### SUPPLIED DATA

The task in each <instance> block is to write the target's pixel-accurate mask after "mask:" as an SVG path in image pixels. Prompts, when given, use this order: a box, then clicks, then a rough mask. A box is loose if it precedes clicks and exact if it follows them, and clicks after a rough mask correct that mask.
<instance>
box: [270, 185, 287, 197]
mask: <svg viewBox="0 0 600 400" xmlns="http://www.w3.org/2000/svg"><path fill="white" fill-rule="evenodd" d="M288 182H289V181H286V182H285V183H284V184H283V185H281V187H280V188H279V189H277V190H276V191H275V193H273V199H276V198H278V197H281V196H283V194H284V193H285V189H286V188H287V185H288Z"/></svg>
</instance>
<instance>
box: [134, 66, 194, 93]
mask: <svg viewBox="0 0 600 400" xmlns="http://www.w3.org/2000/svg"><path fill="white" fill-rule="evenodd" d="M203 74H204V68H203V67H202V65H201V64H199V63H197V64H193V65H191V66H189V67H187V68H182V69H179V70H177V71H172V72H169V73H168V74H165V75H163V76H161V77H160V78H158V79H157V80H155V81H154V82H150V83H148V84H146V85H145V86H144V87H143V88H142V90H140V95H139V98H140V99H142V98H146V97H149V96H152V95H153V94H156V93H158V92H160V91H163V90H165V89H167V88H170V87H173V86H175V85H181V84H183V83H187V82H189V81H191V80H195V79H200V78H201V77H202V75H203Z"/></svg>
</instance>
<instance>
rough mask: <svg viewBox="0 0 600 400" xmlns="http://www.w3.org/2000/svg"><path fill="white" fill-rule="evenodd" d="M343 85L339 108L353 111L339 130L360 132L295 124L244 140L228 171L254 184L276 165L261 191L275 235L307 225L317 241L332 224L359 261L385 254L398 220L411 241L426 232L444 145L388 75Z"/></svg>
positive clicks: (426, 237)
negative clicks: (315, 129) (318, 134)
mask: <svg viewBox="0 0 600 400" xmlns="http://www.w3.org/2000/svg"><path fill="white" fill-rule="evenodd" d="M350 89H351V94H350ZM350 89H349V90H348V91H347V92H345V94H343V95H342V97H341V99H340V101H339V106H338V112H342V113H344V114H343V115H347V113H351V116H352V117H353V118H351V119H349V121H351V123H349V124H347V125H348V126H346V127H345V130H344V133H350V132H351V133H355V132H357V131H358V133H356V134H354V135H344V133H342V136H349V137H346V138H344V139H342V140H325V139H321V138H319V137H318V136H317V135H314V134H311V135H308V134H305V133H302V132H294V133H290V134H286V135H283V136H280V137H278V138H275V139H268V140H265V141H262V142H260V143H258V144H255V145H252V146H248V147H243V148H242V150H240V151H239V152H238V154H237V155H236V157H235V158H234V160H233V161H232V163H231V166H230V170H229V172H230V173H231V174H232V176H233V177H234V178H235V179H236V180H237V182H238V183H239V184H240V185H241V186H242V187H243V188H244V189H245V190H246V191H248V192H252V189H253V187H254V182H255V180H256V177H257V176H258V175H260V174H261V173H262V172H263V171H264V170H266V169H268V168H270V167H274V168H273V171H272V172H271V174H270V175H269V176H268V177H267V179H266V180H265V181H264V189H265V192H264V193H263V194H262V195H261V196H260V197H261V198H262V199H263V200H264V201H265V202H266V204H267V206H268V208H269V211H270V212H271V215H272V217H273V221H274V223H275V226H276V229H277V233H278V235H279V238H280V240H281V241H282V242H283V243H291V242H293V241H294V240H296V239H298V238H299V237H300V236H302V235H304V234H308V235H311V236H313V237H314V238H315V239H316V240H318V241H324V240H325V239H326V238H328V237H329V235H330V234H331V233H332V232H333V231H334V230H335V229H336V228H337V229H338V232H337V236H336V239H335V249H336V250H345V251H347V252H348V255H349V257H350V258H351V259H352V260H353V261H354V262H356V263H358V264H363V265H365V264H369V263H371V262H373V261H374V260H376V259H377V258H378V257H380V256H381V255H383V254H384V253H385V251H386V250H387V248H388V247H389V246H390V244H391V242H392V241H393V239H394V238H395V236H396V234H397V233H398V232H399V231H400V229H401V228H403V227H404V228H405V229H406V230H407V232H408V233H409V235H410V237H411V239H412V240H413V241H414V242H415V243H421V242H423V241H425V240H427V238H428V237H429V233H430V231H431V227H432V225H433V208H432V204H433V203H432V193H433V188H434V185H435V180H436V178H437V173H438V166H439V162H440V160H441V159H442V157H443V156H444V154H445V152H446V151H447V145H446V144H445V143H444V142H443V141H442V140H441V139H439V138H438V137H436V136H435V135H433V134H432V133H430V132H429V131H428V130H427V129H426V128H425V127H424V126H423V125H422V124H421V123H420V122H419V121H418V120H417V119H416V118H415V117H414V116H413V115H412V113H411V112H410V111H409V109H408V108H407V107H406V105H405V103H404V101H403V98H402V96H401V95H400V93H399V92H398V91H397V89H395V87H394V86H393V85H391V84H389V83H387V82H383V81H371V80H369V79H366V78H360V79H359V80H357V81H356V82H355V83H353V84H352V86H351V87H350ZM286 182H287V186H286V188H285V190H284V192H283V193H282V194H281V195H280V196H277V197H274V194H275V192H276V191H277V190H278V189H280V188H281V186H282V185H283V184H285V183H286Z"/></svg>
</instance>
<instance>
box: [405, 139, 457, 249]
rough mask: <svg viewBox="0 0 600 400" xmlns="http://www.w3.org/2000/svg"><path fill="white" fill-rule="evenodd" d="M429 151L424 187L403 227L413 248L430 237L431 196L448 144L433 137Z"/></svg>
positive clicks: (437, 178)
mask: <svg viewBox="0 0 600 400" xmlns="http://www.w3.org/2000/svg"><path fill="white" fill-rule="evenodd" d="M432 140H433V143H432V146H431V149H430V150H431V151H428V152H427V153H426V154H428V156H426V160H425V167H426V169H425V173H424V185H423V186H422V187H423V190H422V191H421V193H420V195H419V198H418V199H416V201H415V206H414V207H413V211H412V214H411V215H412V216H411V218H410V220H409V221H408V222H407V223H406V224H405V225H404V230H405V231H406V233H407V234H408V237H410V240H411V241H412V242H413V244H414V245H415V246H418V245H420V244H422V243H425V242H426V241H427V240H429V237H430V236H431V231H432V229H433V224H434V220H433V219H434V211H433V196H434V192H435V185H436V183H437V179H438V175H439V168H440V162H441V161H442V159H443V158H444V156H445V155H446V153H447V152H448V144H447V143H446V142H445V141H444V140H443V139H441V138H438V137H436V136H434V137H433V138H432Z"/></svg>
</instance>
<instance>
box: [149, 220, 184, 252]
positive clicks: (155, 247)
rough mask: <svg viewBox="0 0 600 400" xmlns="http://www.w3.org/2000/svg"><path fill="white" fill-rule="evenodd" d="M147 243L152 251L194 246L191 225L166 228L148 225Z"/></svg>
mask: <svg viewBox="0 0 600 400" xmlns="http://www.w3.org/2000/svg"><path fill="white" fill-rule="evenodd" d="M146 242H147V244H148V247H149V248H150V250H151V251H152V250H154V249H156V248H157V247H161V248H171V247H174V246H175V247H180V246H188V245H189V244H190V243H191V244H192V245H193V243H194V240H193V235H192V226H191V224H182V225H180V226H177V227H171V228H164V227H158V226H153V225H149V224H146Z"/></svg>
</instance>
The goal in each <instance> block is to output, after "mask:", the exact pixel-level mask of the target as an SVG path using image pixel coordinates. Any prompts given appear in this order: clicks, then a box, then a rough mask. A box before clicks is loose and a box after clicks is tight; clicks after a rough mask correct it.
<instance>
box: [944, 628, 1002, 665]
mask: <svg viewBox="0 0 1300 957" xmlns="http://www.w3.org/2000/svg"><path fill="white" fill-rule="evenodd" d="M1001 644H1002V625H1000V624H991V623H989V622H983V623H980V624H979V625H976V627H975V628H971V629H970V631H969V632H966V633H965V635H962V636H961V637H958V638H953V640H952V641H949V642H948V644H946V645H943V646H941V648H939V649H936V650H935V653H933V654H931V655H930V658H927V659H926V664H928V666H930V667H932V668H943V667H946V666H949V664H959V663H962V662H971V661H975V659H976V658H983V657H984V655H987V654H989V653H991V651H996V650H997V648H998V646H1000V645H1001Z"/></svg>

######

Tally the lines in the rows above that contain the word "each". State only the number.

2